Pordenonelegge, sui confini e oltre. Il Nordest di Federica Manzon e Ginevra Lamberti.

In Letteratura

A chiusura di Pordenonelegge Ginevra Lamberti e Federica Manzon – freschissima vincitrice del Premio
Campiello – dialogano di come il Veneto e il Friuli innervino i loro immaginari e si trasformino in punti di
vista su futuri in costruzione.

A uno degli incontri che simbolicamente chiude Pordenonelegge, Federica Manzon e il suo Alma (Feltrinelli), ci arrivano con una fascetta fresca di una manciata di ore di stampa: Premio Campiello 2024. Si rinnova anche senza dichiararlo (come annualmente succede) il consueto appuntamento con il vincitore del Premio veneziano – città in cui ha vissuto l’altra autrice di questo appuntamento, Ginevra Lamberti, e nella quale ha sede il suo editore, Marsilio, che pubblica Il pozzo vale più del tempo.
Con un dettaglio in più: la palma quest’anno la porta, letteralmente, la padrona di casa: la pordenonese Federica Manzon. L’insistenza sui luoghi, per una volta, non è una nota di colore in assenza di argomenti per definire due autrici. In effetti, è l’argomento. Perché Manzon e Lamberti, al Ridotto del Teatro Verdi, raccontano, con Michela Fregona, il nord est e i suoi confini.


Quando da grandi ci si pensa bambini, ci si restituisce sempre un’angolatura deformata dalla prospettiva e velata dalla patina del tempo. Si fa i conti con le relazioni che ci hanno accompagnato e i luoghi che ci hanno contenuto. Pessoa, nel Libro dell’inquietudine, scrive che in noi i paesaggi diventano paesaggio: se li immaginiamo esistono e se esistono li vediamo. È evocativo l’immaginario cui Michela Fregona si appoggia per domandare alle autrici del loro Nordest.
Partendo dalla città in cui, chiosa Lamberti, tutto è iniziato, è una frazione di spazio che guarda a un ipotetico futuro, mentre quello di Manzon è un “paesaggio incendiato”. Se il Friuli sarà sempre un affaccio, il Veneto tende a “sprofondare dentro se stesso”, nella misura in cui non ha a che fare con la superficie. L’occhio dell’autrice diventa quindi psicanalitico, non solo verso i territori ma verso le persone.

::::::::::

* _Consegne_
a – Riproduci il passo dell'articolo su Pordenonelegge che si apre con le parole "Con un dettaglio" e si chiude con "i suoi confini.".
b – Quali titoli di libri compaiono nell'articolo su Pordenonelegge? Elencali tutti.
c – Prosegui l'articolo su Pordenonelegge a partire dalla sua ultima frase.

* _Dati_

::::::::::

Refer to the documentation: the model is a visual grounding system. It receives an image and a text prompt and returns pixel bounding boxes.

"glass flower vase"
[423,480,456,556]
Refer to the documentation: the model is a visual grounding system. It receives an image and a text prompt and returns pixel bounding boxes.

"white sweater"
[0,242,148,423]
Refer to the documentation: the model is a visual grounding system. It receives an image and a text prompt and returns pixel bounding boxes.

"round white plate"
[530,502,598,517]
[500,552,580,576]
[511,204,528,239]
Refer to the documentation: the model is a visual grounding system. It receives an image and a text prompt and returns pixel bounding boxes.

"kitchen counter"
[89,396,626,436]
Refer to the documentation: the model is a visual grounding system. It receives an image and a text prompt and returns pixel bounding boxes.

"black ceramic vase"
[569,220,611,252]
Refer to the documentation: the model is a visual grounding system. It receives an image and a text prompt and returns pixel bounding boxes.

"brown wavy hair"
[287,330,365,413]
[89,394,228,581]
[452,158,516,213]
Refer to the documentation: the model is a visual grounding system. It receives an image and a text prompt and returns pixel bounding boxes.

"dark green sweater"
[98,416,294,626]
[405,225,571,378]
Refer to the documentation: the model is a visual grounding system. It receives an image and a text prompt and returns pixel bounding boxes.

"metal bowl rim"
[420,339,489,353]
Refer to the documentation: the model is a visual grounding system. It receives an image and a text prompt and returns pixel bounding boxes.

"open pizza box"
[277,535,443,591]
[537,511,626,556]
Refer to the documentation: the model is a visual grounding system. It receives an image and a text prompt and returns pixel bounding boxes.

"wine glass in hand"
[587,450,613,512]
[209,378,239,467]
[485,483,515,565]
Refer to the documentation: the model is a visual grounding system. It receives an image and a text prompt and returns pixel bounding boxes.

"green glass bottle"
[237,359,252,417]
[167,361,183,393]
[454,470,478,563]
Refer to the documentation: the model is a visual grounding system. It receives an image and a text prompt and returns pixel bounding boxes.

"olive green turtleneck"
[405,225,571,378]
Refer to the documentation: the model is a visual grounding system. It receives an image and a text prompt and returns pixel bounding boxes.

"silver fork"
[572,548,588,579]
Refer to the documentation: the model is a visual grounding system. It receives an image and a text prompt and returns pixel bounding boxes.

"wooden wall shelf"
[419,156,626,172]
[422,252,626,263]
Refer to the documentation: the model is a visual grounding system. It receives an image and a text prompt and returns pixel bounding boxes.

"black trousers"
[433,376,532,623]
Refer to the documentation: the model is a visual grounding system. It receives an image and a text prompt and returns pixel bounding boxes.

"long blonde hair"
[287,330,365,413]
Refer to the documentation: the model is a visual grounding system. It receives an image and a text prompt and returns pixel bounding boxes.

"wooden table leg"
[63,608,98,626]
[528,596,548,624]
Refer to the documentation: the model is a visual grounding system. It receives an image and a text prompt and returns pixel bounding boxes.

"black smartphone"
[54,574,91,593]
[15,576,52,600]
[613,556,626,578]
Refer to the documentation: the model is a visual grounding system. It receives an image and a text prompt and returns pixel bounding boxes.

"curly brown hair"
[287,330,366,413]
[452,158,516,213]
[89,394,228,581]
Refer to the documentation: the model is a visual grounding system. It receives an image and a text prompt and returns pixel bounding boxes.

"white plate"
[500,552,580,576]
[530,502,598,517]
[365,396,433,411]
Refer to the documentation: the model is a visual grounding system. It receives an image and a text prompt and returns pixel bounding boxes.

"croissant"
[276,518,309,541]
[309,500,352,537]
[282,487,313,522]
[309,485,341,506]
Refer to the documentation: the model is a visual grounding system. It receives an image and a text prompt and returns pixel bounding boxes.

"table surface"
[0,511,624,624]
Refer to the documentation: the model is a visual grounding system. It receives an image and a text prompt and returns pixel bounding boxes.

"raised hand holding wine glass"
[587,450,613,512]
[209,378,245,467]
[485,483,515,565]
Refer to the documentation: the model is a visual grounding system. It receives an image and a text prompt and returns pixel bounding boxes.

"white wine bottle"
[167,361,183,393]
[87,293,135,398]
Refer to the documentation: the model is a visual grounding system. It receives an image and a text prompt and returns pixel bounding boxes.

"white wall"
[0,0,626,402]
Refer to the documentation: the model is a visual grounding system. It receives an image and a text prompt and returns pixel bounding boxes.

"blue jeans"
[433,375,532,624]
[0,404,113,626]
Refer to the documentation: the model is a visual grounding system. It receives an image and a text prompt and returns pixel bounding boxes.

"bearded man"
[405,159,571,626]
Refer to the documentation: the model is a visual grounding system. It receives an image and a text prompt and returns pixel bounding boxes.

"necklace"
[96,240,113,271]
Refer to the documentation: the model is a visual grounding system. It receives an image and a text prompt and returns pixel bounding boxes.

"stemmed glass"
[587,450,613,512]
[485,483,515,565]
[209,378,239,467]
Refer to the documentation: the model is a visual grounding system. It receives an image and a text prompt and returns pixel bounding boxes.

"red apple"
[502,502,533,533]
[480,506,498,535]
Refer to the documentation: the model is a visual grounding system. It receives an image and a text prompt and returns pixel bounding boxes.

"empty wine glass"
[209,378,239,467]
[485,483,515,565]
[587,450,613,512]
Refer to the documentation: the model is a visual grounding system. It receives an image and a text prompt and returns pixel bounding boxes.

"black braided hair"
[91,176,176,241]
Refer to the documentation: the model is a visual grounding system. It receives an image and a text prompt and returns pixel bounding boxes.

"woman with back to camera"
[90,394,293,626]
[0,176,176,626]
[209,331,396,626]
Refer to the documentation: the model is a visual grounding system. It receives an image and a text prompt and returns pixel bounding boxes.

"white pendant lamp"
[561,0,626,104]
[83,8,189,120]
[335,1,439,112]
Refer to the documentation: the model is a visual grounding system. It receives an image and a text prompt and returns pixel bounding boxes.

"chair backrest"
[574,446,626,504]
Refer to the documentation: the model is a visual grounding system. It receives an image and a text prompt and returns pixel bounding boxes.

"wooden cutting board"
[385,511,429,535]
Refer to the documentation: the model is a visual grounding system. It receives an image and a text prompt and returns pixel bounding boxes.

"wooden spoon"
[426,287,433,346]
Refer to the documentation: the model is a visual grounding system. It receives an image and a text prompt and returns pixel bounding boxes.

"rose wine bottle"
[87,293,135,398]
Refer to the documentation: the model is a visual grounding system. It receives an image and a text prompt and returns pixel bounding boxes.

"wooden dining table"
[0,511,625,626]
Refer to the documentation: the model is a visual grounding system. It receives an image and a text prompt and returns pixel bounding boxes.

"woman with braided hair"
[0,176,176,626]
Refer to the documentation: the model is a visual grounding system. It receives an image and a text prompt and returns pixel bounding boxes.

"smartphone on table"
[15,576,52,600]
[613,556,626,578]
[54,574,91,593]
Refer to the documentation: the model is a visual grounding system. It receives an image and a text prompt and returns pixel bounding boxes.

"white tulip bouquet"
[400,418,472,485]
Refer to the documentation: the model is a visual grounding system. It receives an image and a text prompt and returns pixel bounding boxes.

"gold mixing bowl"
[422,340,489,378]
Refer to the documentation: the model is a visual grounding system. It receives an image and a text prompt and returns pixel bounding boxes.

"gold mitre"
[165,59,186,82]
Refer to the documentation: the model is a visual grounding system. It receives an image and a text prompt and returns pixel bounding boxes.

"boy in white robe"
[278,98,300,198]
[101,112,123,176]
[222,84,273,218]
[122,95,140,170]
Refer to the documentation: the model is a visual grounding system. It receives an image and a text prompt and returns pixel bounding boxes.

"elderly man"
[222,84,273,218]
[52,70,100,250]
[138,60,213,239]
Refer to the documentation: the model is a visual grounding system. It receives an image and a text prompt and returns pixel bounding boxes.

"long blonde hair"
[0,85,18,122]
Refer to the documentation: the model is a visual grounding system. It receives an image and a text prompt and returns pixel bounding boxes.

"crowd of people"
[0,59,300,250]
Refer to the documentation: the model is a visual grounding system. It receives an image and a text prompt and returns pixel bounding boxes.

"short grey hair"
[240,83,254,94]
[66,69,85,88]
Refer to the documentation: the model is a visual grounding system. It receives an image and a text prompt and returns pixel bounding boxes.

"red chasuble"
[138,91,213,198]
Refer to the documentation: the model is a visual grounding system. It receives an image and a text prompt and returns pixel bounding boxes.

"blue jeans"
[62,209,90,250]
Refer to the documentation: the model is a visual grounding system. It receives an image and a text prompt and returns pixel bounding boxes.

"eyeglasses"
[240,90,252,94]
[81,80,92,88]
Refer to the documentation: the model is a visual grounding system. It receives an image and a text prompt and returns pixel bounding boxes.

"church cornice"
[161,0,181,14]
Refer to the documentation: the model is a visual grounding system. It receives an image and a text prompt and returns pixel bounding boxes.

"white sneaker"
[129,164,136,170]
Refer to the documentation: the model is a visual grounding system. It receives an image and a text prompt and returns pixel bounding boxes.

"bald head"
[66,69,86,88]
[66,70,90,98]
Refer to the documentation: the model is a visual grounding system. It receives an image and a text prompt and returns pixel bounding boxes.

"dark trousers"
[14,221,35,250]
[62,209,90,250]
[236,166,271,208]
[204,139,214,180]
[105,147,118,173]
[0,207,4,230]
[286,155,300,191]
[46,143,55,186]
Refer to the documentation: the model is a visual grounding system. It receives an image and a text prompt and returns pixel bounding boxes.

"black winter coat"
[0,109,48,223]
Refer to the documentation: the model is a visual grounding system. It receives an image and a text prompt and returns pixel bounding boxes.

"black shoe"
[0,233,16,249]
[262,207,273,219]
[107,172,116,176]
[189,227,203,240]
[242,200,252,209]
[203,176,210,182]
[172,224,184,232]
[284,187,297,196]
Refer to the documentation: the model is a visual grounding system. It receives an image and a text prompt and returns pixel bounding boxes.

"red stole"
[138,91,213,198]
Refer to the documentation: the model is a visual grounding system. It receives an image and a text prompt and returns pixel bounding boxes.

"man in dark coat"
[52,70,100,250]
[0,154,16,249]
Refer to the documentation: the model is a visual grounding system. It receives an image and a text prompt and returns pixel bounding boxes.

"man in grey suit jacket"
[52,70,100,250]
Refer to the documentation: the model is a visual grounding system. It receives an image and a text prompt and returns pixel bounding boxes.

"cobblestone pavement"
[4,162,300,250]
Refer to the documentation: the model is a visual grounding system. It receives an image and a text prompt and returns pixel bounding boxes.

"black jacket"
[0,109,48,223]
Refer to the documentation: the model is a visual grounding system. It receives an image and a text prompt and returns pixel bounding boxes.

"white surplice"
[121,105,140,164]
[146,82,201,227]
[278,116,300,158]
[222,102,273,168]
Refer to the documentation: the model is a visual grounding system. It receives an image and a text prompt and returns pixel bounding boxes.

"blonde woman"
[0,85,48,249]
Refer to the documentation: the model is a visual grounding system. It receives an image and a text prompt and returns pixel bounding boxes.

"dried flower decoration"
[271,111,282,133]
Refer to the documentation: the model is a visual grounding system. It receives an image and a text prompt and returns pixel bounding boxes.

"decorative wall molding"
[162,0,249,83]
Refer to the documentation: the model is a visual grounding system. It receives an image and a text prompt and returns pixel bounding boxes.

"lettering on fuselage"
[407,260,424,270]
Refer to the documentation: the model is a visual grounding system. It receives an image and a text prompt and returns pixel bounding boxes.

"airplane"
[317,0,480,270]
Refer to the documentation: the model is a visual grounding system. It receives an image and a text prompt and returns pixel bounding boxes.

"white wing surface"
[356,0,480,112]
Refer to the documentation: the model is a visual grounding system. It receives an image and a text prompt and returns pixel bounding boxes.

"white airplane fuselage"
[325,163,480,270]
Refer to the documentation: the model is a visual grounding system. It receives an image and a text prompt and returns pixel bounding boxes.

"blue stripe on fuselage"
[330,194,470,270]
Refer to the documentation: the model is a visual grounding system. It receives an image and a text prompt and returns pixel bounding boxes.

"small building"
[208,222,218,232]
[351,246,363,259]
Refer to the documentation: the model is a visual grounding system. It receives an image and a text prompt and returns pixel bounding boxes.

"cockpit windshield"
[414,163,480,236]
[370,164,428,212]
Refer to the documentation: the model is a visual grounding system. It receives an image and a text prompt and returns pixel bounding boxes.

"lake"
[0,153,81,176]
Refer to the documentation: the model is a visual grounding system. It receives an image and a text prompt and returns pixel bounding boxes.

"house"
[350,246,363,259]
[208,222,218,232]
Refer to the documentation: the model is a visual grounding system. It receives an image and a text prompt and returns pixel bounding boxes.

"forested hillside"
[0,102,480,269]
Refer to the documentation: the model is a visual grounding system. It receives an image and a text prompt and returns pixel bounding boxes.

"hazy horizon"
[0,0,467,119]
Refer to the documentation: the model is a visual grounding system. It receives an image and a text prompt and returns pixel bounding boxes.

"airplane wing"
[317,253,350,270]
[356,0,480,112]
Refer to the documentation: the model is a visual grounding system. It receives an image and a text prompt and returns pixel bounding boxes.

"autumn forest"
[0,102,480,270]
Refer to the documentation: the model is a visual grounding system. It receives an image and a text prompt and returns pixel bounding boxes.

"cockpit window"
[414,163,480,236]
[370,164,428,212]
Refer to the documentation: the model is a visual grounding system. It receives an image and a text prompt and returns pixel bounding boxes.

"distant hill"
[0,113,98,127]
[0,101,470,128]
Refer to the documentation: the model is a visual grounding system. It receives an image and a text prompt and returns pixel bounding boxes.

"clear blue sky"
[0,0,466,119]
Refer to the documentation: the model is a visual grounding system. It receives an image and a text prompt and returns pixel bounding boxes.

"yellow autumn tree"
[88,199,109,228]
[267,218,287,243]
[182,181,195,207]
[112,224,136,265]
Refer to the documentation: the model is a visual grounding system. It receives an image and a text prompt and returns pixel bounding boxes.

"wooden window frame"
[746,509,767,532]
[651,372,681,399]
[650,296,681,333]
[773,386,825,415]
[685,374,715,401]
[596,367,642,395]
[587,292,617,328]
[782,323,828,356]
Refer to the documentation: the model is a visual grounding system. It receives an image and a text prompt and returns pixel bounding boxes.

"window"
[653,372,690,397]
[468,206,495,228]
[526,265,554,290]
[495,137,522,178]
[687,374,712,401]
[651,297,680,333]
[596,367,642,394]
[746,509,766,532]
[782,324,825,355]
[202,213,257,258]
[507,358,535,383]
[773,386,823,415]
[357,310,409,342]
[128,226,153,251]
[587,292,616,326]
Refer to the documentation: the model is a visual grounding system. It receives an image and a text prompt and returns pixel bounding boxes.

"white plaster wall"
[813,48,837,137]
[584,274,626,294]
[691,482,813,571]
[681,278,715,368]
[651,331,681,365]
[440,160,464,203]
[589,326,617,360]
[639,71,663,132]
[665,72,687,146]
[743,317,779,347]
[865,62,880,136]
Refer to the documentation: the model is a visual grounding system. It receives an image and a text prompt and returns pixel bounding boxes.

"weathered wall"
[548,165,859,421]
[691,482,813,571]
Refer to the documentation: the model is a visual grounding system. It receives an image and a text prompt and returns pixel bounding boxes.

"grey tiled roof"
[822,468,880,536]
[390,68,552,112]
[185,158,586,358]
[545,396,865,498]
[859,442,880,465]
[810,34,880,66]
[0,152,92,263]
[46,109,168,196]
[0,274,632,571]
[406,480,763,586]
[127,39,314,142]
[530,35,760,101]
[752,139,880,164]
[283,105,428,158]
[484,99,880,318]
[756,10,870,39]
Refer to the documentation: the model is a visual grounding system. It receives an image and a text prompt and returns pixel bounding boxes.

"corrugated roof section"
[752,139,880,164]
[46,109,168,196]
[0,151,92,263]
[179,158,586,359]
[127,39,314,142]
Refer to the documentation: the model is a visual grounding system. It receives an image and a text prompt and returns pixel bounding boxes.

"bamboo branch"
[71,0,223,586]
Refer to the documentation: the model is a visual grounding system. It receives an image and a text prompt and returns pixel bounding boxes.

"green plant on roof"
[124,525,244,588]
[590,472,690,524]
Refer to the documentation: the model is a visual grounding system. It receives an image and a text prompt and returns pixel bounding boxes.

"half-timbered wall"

::::::::::

* _Risposte alle consegne_
a –
Con un dettaglio in più: la palma quest’anno la porta, letteralmente, la padrona di casa: la pordenonese Federica Manzon. L’insistenza sui luoghi, per una volta, non è una nota di colore in assenza di argomenti per definire due autrici. In effetti, è l’argomento. Perché Manzon e Lamberti, al Ridotto del Teatro Verdi, raccontano, con Michela Fregona, il nord est e i suoi confini.

b –
Alma
Il pozzo vale più del tempo
Libro dell'inquietudine

c –
Secondo Manzon, in Veneto si generano sogni che hanno a che fare con il tessuto, mentre la domanda creativa friulana nasce dalla voglia di guardare al di là di un confine, al contempo mancanza e promessa di un altrove che diventa sincrono.


Nella vicinanza fra entrambi, il luogo è elusivo, perché si nega alla comprensione, e metamorfico.
Ma in entrambi i casi determina il carattere dei personaggi.
Da un lato, nel romanzo di Lamberti, il paesaggio è una valle pedemontana, postatomica: c’è la materia ma non l’acqua mentre in montagna vale l’inverso. Perciò la popolazione si ritira nella foresta che è stata bosco, facendo del confine, confino. Dove “ciò che resta vivo è solo ciò che cambia”, si riscrivono gli immaginari nei quali il rischio conosciuto e il suo folklore sono cambiati: il pericolo viene dall’alto, dal sole, afferma l’autrice. Così la foresta diventa fonte di salvezza; e col cambiare dei luoghi cambiano i personaggi.


Nella Trieste di confine, nel romanzo di Manzon, tutto avviene dove le appartenenze si sfumano.  Alma torna a Trieste perché suo padre vuole farle consegnare la propria eredità dalle mani di chi è stato importante, in una città che è letta come ultimo baluardo dell’Occidente nella cortina di ferro. Una narrazione che nasce, spiega Manzon, per “il disagio per l’identità come qualcosa di definito, e non di attraversato e mosso dalle storie che ci precedono. Non siamo mai univoci”.



Chi sono, per le due protagoniste di questi romanzi, significa “a che luogo appartengo”, e se nell’identità c’è il confine, l’identità è metamorfosi.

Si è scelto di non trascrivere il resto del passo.